◆ Постановка задачи 1: Перечислите все строки листинга, в которых встречается слово «finger».

◆ Статья:
::::
Процесс посмертной реабилитации казненных внес в картину сильный элемент персонализации. Для многих деятельных участников общественно-культурной жизни 1950-х годов за системой революционных идеологем стояла личность интимно-близкого, с детства авторитетного человека, истово исповедовавшего эти именно воззрения.[161] И та же известная личность отца, дяди, наставника стояла за спиной того или другого литератора в глазах наблюдавших его современников. В. Войнович вспоминает, как в 1956 году в литобъединении, где «почему-то… было много детей революционных интернациональных героев… появился странный человек со странным именем, отчеством и фамилией – тоже сын кого-то, а сам по себе учитель из Калуги…»[162] – то есть сын убитого и реабилитированного посмертно известного партийного деятеля и отправленной в лагерь и теперь вернувшейся пламенной «комсомолочки».
Открытые и достаточно широко предъявленные обществу многочисленные факты гибели этих людей от руки государства, которому они служили, требовали какого-то духовного противовеса. Ведь их смерть вступала в противоречие с идеологемой «коммунист отдает жизнь за дело революции» – была бесславной, не несла в себе никакого героического начала.
::::
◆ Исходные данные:

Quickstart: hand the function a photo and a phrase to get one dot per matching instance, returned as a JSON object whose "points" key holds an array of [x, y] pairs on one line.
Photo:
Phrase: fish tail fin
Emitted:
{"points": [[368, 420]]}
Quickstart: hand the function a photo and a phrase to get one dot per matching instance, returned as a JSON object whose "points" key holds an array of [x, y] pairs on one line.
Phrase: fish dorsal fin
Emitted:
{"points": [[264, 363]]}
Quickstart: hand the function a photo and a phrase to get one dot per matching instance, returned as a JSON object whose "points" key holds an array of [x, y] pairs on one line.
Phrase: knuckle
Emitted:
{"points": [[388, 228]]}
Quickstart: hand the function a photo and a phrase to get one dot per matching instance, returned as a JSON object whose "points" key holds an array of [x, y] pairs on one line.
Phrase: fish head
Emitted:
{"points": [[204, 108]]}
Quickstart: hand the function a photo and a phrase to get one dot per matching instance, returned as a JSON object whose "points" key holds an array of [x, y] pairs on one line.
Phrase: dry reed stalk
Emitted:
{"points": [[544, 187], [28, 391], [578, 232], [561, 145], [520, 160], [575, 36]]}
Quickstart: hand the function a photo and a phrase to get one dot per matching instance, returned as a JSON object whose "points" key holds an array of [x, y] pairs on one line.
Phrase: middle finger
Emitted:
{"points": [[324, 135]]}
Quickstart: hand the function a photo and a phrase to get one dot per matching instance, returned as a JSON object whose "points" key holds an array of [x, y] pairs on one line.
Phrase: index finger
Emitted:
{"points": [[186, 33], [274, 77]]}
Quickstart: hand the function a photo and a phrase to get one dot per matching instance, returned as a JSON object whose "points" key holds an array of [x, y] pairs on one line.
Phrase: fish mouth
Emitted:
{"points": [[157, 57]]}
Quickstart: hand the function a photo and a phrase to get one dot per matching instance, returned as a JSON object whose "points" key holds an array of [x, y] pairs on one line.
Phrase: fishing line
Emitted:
::::
◆ Постановка задачи 2: Запишите полностью и дословно текст статьи о посмертной реабилитации казненных.

◆ Результат выполнения 1:
Phrase: middle finger
Phrase: index finger

◆ Результат выполнения 2:
Процесс посмертной реабилитации казненных внес в картину сильный элемент персонализации. Для многих деятельных участников общественно-культурной жизни 1950-х годов за системой революционных идеологем стояла личность интимно-близкого, с детства авторитетного человека, истово исповедовавшего эти именно воззрения.[161] И та же известная личность отца, дяди, наставника стояла за спиной того или другого литератора в глазах наблюдавших его современников. В. Войнович вспоминает, как в 1956 году в литобъединении, где «почему-то… было много детей революционных интернациональных героев… появился странный человек со странным именем, отчеством и фамилией – тоже сын кого-то, а сам по себе учитель из Калуги…»[162] – то есть сын убитого и реабилитированного посмертно известного партийного деятеля и отправленной в лагерь и теперь вернувшейся пламенной «комсомолочки».
Открытые и достаточно широко предъявленные обществу многочисленные факты гибели этих людей от руки государства, которому они служили, требовали какого-то духовного противовеса. Ведь их смерть вступала в противоречие с идеологемой «коммунист отдает жизнь за дело революции» – была бесславной, не несла в себе никакого героического начала.